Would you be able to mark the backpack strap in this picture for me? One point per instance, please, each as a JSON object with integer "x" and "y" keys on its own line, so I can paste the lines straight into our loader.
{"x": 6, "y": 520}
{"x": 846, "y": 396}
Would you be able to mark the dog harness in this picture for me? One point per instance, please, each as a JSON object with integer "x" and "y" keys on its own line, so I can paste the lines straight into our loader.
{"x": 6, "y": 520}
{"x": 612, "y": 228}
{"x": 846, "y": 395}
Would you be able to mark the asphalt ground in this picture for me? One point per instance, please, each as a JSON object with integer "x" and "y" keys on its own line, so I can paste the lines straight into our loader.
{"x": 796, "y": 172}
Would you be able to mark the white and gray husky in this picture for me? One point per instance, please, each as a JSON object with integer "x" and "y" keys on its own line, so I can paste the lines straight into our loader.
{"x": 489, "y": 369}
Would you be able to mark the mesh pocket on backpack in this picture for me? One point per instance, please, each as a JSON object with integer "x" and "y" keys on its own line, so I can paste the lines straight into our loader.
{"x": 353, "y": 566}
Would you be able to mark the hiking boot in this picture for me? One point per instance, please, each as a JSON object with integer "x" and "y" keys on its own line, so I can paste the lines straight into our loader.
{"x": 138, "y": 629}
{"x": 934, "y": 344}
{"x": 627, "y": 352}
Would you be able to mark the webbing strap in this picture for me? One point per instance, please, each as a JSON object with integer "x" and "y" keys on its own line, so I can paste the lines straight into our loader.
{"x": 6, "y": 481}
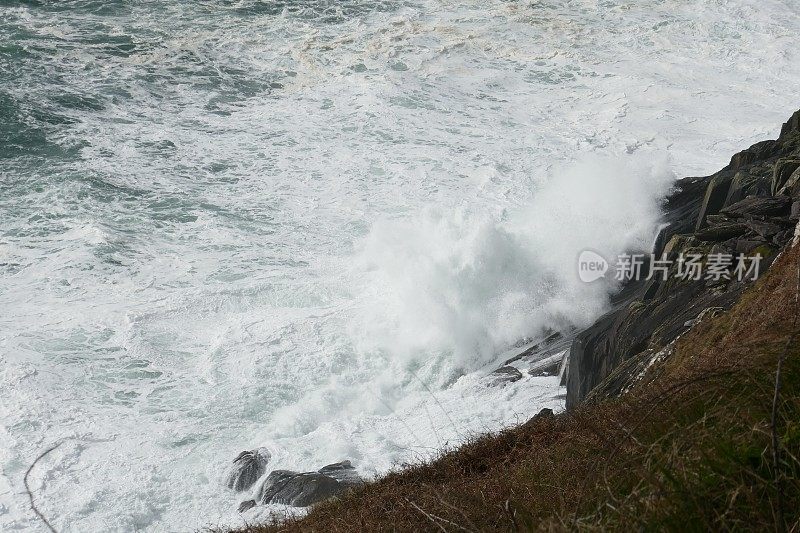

····················

■ EXERCISE INSTRUCTIONS: Revise each item above, putting "in this image" wherever "in this picture" appears and keeping everything else unchanged. Omit the pictures.

■ SOLVED PROBLEM:
Would you be able to mark the backpack strap in this image for me? One point per instance, please, each as a JSON object with integer "x" and "y" keys on its own line, so I can paste the lines straight into our loader.
{"x": 6, "y": 520}
{"x": 846, "y": 396}
Would you be able to mark the dog harness in this image for me? One point per instance, please, each as a JSON object with integer "x" and "y" keys on its own line, so I can paste the lines straight into our loader.
{"x": 6, "y": 520}
{"x": 612, "y": 228}
{"x": 846, "y": 395}
Would you be able to mark the asphalt ground in this image for me? One point per instance, please, each as a JSON object with integer "x" and "y" keys on its own line, so I can paste the lines straight into our loader.
{"x": 796, "y": 172}
Would you be able to mark the white and gray husky in this image for me? One point per instance, please, each as a JSON object with integer "x" and "y" keys on its own line, so I can paste the lines straight into our loader.
{"x": 489, "y": 369}
Would you be able to mark the mesh pocket on backpack in this image for me? One point per instance, please, each as a JSON object with integer "x" and "y" keys on its own line, so I can paste the lines straight into our loader.
{"x": 353, "y": 566}
Would you be able to mark the hiking boot in this image for me? One point per instance, please, each as a JSON object with integer "x" and "y" keys on its own line, so I can paste the lines straight into our loader.
{"x": 138, "y": 629}
{"x": 934, "y": 344}
{"x": 627, "y": 352}
Would you be able to mark the webbing strap in this image for me? One point per instance, please, each as a JSON object with integer "x" and "y" keys on its own line, so I can paste the lines straight into our loader.
{"x": 6, "y": 481}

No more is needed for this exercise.